● WHAT YOU ARE ASKED TO DO
Rewrite the records between the line holding "the police hat" and the line holding "(1307, 599)", inclusive, substituting "policeman's" for "officer's" and leaving everything else unchanged.

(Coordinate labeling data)
━━━

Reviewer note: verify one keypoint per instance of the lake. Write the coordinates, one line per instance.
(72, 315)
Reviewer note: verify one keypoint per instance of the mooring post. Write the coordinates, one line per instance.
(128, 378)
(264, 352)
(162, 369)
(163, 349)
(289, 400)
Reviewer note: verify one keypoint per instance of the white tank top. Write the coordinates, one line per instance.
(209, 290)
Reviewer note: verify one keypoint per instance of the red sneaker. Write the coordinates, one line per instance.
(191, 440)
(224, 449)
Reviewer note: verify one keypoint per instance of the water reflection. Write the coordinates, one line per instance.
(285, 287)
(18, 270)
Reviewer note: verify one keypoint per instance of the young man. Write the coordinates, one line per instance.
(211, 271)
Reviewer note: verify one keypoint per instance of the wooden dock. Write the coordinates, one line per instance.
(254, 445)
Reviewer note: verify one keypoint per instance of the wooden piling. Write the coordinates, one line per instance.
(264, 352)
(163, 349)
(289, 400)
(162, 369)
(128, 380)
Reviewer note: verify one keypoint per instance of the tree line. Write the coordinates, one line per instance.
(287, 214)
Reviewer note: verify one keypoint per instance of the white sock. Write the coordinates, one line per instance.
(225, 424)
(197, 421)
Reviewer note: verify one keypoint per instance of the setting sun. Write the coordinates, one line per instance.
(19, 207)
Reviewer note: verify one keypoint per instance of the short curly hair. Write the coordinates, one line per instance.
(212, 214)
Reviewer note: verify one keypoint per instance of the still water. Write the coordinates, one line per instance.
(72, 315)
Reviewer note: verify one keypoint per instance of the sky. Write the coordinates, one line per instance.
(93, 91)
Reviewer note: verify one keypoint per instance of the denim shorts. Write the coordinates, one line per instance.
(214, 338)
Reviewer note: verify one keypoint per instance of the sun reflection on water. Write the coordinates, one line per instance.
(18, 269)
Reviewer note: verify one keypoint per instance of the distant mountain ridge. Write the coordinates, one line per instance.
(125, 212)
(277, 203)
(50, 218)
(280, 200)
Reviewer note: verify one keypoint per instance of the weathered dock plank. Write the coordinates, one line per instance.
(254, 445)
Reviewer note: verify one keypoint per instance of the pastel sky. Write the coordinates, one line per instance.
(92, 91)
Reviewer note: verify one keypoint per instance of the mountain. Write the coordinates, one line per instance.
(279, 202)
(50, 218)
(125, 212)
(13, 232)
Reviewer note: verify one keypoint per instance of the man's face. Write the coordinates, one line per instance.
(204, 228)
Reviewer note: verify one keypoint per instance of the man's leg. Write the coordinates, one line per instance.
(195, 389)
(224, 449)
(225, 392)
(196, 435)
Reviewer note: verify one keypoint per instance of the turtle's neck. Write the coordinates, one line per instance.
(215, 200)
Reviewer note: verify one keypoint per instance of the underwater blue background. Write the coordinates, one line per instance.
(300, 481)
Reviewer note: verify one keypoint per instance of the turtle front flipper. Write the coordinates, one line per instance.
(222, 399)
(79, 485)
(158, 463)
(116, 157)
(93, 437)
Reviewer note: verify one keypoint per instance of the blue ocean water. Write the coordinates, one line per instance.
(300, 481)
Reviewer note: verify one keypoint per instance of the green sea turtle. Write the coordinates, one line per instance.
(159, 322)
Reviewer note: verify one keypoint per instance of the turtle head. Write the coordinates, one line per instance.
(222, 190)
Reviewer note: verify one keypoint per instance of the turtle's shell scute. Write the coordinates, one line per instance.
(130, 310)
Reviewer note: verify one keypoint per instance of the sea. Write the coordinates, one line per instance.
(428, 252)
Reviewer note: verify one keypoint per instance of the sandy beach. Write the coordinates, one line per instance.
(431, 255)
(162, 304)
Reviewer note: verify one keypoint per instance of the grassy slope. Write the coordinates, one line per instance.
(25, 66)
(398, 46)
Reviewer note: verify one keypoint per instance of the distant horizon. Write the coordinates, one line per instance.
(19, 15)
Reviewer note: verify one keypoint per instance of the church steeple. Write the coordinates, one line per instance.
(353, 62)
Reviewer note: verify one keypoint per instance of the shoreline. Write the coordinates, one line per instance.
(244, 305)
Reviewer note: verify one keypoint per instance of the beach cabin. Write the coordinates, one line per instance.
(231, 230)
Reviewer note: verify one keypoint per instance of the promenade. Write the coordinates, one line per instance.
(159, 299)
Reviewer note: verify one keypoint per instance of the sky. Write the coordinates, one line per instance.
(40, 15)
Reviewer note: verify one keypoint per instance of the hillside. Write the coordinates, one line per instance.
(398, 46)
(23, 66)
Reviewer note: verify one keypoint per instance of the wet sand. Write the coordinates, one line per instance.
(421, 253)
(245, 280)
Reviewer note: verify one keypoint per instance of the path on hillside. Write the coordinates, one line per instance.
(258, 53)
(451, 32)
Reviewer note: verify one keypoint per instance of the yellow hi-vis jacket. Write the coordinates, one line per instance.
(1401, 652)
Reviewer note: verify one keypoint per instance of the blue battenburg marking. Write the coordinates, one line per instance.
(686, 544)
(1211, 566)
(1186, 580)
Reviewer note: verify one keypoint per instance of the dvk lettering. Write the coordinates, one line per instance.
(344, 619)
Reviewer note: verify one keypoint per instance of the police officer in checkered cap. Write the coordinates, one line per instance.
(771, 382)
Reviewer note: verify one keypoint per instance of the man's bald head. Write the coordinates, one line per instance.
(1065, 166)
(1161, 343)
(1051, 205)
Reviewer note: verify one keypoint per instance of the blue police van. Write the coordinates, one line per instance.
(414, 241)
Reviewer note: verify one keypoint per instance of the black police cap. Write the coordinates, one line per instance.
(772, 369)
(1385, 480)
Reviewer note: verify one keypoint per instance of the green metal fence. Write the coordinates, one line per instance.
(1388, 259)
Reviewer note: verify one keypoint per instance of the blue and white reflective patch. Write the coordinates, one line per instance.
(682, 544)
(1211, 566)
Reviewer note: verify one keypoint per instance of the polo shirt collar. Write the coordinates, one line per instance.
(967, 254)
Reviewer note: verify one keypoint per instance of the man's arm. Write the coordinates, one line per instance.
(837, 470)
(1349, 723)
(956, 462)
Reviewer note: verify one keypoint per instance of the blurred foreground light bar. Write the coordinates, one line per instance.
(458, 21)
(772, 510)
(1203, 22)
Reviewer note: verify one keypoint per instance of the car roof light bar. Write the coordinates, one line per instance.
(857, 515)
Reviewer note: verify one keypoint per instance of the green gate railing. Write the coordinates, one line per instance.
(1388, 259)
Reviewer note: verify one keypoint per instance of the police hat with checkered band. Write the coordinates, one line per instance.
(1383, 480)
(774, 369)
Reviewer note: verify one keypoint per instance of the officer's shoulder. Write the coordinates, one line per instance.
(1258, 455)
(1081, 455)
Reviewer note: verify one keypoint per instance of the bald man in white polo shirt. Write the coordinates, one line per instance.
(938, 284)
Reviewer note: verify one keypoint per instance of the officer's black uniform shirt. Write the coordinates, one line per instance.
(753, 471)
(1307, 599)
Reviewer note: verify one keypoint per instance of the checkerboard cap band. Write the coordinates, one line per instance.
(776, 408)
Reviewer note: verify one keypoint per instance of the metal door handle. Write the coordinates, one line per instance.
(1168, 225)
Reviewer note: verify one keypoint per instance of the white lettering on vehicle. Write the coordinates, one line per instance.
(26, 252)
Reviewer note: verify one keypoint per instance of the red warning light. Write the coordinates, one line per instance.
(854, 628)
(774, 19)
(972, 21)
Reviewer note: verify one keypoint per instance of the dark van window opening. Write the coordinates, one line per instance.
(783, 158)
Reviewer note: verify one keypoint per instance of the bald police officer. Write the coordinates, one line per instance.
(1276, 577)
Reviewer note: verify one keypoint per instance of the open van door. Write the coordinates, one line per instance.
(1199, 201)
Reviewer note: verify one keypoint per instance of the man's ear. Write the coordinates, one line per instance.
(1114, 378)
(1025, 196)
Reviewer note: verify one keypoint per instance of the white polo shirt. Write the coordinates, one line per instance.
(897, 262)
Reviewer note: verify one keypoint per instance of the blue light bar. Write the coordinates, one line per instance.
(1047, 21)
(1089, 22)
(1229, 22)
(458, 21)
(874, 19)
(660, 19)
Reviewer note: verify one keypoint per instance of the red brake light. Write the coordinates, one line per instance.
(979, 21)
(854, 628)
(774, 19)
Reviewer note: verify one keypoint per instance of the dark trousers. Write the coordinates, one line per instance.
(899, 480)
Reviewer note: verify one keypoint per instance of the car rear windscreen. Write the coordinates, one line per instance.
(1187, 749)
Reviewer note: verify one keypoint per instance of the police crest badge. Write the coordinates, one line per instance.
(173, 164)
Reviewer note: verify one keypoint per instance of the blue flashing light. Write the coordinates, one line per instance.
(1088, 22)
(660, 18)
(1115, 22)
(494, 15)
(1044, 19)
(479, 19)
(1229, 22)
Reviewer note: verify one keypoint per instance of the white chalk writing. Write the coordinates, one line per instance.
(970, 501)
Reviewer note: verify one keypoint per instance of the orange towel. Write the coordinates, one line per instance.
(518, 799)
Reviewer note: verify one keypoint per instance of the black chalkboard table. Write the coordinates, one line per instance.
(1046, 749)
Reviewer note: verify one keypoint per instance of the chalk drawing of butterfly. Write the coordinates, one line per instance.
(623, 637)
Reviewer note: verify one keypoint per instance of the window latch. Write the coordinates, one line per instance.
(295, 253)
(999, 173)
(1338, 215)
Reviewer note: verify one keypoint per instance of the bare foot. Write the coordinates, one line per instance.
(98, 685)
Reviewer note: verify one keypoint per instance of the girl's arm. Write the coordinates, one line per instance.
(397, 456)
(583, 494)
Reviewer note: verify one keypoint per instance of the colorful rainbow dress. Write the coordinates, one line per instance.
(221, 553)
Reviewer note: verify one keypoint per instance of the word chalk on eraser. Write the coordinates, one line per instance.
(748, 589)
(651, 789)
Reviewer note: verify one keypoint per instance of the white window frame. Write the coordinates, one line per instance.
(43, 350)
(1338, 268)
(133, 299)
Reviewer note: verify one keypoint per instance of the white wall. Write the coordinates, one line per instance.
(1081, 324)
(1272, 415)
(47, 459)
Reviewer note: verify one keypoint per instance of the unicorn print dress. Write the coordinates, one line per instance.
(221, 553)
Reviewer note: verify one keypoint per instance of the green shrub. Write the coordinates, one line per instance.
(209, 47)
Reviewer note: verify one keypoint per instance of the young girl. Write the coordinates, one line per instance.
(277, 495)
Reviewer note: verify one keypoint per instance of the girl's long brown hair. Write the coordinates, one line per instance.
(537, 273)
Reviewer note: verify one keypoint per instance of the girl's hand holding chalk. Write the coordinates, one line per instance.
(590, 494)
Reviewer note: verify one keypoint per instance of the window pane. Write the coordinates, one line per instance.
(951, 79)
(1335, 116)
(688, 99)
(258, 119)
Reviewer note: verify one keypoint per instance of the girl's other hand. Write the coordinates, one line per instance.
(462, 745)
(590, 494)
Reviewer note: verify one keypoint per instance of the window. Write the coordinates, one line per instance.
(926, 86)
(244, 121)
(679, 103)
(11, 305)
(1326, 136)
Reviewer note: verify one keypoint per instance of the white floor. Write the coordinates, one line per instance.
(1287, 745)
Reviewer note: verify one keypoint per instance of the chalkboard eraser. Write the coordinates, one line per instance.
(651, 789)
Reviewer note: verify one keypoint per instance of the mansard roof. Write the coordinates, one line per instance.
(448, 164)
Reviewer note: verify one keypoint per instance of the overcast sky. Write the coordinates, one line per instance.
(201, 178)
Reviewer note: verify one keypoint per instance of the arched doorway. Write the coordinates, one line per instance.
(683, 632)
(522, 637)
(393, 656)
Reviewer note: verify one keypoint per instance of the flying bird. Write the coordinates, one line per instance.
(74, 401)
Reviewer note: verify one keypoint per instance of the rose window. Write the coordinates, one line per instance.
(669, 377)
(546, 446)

━━━

● SOLUTION FOR THIS TASK
Reviewer note: verify one keypoint per instance of the police hat with checkered band. Write the coordinates, one line per instance.
(1383, 480)
(774, 369)
Reviewer note: verify one keypoint per instance of the policeman's shoulder. Write the coordinates, one line per instance.
(1258, 455)
(1081, 455)
Reviewer note: verify one keypoint per instance of the bald man in white polo shirt. Write the coordinates, one line per instance.
(938, 284)
Reviewer note: verify one keypoint per instance of the policeman's black uniform shirt. Write the coordinates, one line per instance.
(753, 471)
(1307, 599)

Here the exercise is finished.